►

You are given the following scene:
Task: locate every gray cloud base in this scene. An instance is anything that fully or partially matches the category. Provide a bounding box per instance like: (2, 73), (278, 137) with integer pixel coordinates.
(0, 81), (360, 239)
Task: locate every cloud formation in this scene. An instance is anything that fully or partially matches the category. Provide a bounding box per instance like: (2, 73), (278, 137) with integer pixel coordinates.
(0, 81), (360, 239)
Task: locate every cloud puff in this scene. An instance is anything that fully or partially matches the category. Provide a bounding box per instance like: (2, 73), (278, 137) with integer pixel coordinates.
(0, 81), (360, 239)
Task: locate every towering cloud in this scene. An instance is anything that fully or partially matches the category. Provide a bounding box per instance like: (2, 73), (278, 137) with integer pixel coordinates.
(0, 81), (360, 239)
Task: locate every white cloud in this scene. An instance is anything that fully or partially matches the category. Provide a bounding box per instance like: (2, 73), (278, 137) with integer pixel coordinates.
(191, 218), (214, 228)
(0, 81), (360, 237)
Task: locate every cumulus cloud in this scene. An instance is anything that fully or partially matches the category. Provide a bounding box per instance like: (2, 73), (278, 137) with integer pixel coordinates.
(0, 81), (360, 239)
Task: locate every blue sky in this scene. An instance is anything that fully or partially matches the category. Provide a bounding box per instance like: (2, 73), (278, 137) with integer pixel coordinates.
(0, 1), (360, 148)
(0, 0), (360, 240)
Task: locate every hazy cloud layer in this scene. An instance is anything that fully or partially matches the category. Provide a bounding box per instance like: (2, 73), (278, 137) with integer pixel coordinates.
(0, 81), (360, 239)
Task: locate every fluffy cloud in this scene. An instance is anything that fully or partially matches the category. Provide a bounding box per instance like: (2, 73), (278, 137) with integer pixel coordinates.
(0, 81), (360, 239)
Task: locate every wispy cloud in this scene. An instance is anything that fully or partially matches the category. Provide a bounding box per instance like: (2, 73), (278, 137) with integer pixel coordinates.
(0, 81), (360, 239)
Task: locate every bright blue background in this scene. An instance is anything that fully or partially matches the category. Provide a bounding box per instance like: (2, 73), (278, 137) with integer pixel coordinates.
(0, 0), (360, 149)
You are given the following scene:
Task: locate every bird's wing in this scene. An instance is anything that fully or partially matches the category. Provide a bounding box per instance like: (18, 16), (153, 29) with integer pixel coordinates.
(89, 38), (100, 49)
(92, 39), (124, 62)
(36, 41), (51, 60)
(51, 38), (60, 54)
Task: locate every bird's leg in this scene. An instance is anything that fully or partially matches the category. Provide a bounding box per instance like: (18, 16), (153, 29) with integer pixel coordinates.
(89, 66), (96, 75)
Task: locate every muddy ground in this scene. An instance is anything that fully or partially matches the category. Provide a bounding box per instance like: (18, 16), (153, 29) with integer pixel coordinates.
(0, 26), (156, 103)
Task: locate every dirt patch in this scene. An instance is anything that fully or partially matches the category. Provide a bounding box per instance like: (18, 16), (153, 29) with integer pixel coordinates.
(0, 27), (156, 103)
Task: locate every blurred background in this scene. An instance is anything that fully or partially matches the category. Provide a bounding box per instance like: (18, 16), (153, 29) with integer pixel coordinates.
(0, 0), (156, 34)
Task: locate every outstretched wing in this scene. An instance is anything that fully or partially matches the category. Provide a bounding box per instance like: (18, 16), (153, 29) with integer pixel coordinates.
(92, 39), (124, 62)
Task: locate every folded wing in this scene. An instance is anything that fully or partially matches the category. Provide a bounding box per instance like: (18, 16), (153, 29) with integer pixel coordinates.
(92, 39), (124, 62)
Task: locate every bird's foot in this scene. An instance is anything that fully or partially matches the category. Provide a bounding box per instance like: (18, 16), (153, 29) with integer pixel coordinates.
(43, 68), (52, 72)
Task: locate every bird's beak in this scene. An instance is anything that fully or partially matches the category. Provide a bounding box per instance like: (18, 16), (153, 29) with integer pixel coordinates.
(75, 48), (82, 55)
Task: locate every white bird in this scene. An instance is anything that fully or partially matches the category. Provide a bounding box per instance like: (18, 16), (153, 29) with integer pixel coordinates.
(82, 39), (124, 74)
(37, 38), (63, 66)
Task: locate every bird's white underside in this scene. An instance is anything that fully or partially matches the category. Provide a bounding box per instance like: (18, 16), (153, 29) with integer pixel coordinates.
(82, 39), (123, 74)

◄

YOUR GOAL — Convert every line of the records above into a Markdown table with two columns, No. and Entry. Number the rows in order and omit blank lines.

FINISHED EXERCISE —
| No. | Entry |
|---|---|
| 1 | You are given the following scene: |
| 2 | Task: locate every gray cloud base in this scene. An instance is anything that fully or partially matches the category. Provide a bounding box per instance like: (2, 73), (278, 137) with integer pixel coordinates. |
| 3 | (0, 81), (360, 239) |
| 4 | Task: locate every cloud formation in this scene. An instance is anything that fully or partially matches the category. Provide a bounding box per instance like: (2, 73), (278, 137) with integer pixel coordinates. |
| 5 | (0, 81), (360, 239) |
| 6 | Task: locate every cloud puff in this scene. An instance is anything that fully or partially matches the category. Provide a bounding box per instance like: (2, 73), (278, 137) with integer pixel coordinates. |
| 7 | (0, 81), (360, 239) |
| 8 | Task: locate every towering cloud in this scene. An instance is anything that fully or partially matches the category. Provide a bounding box per instance like: (2, 73), (278, 137) with integer pixel coordinates. |
| 9 | (0, 81), (360, 239) |
| 10 | Task: locate every white cloud in this scene. An instance is anything that fully or partially matches the category. Provide a bounding box per instance like: (2, 73), (278, 137) with integer pixel coordinates. |
| 11 | (191, 218), (214, 228) |
| 12 | (0, 81), (360, 237) |
| 13 | Task: locate every cumulus cloud in this scene. An instance is anything that fully or partially matches the category. Provide a bounding box per instance like: (2, 73), (278, 137) with integer pixel coordinates. |
| 14 | (0, 81), (360, 239) |
| 15 | Task: locate every blue sky in this scene. An instance is anything that fully or partially matches the category. Provide a bounding box per instance like: (2, 73), (278, 137) with integer pixel coordinates. |
| 16 | (0, 1), (360, 148) |
| 17 | (0, 0), (360, 240) |
| 18 | Task: locate every hazy cloud layer in this scene. An instance is anything that fully or partially matches the category. Provide a bounding box per instance like: (2, 73), (278, 137) with integer pixel coordinates. |
| 19 | (0, 81), (360, 239) |
| 20 | Task: locate every fluffy cloud in this scene. An instance is anything that fully or partially matches the category. Provide a bounding box per instance like: (2, 73), (278, 137) with integer pixel coordinates. |
| 21 | (0, 81), (360, 239) |
| 22 | Task: locate every wispy cloud in this scene. An instance is anything that fully or partially matches the category. Provide a bounding box per instance like: (2, 73), (278, 137) with integer pixel coordinates. |
| 23 | (0, 81), (360, 239) |
| 24 | Task: locate every bright blue background in this scene. An instance is anything that fully or partially matches the category. Provide a bounding box per instance like: (2, 73), (278, 137) with integer pixel coordinates. |
| 25 | (0, 0), (360, 149) |
| 26 | You are given the following scene: |
| 27 | Task: locate every bird's wing in this scene. An instance is anything that fully or partially matches the category. Provide a bounding box per instance like: (18, 16), (153, 29) with integer pixel coordinates. |
| 28 | (89, 38), (100, 49) |
| 29 | (92, 39), (124, 62) |
| 30 | (36, 41), (51, 60) |
| 31 | (51, 38), (60, 54) |
| 32 | Task: locate every bird's leg in this scene. An instance is anything that fully or partially matches the category. Provide a bounding box per instance like: (18, 16), (153, 29) with integer pixel coordinates. |
| 33 | (89, 66), (96, 75) |
| 34 | Task: locate every muddy ground in this scene. An instance is anything that fully or partially matches the category. Provide a bounding box per instance like: (18, 16), (153, 29) with integer pixel coordinates. |
| 35 | (0, 26), (156, 103) |
| 36 | Task: locate every dirt patch in this scene. An instance is anything that fully or partially matches the category. Provide a bounding box per instance like: (18, 16), (153, 29) with integer pixel coordinates. |
| 37 | (0, 27), (156, 103) |
| 38 | Task: locate every blurred background in this scene. An instance is anything that fully or partially matches the category. Provide a bounding box per instance like: (18, 16), (153, 29) with integer pixel coordinates. |
| 39 | (0, 0), (156, 34) |
| 40 | Task: locate every outstretched wing in this scene. An instance is anything that fully or partially matches the category. Provide a bounding box per instance like: (18, 16), (153, 29) with integer pixel coordinates. |
| 41 | (92, 39), (124, 62) |
| 42 | Task: locate every folded wing in this scene. An instance is anything that fully or partially matches the category. Provide a bounding box per instance like: (18, 16), (153, 29) with integer pixel coordinates. |
| 43 | (92, 39), (124, 62) |
| 44 | Task: locate every bird's foot in this scene. An instance is anything that fully or partially matches the category. Provide a bounding box per instance like: (18, 16), (153, 29) with integer pixel coordinates. |
| 45 | (43, 68), (52, 72) |
| 46 | Task: locate every bird's beak in this scene. An instance is anything that fully or partially matches the category. Provide a bounding box per instance like: (18, 16), (153, 29) with integer pixel coordinates. |
| 47 | (75, 48), (82, 55) |
| 48 | Task: locate every white bird in this scene. An instance is anything that fully or partially matches the category. Provide a bounding box per instance like: (18, 16), (153, 29) with integer pixel coordinates. |
| 49 | (82, 39), (124, 74) |
| 50 | (37, 38), (63, 66) |
| 51 | Task: locate every bird's white underside in this scene. An instance is anything that fully or partially matches the category. Provide a bounding box per instance like: (18, 16), (153, 29) with integer pixel coordinates. |
| 52 | (82, 39), (123, 74) |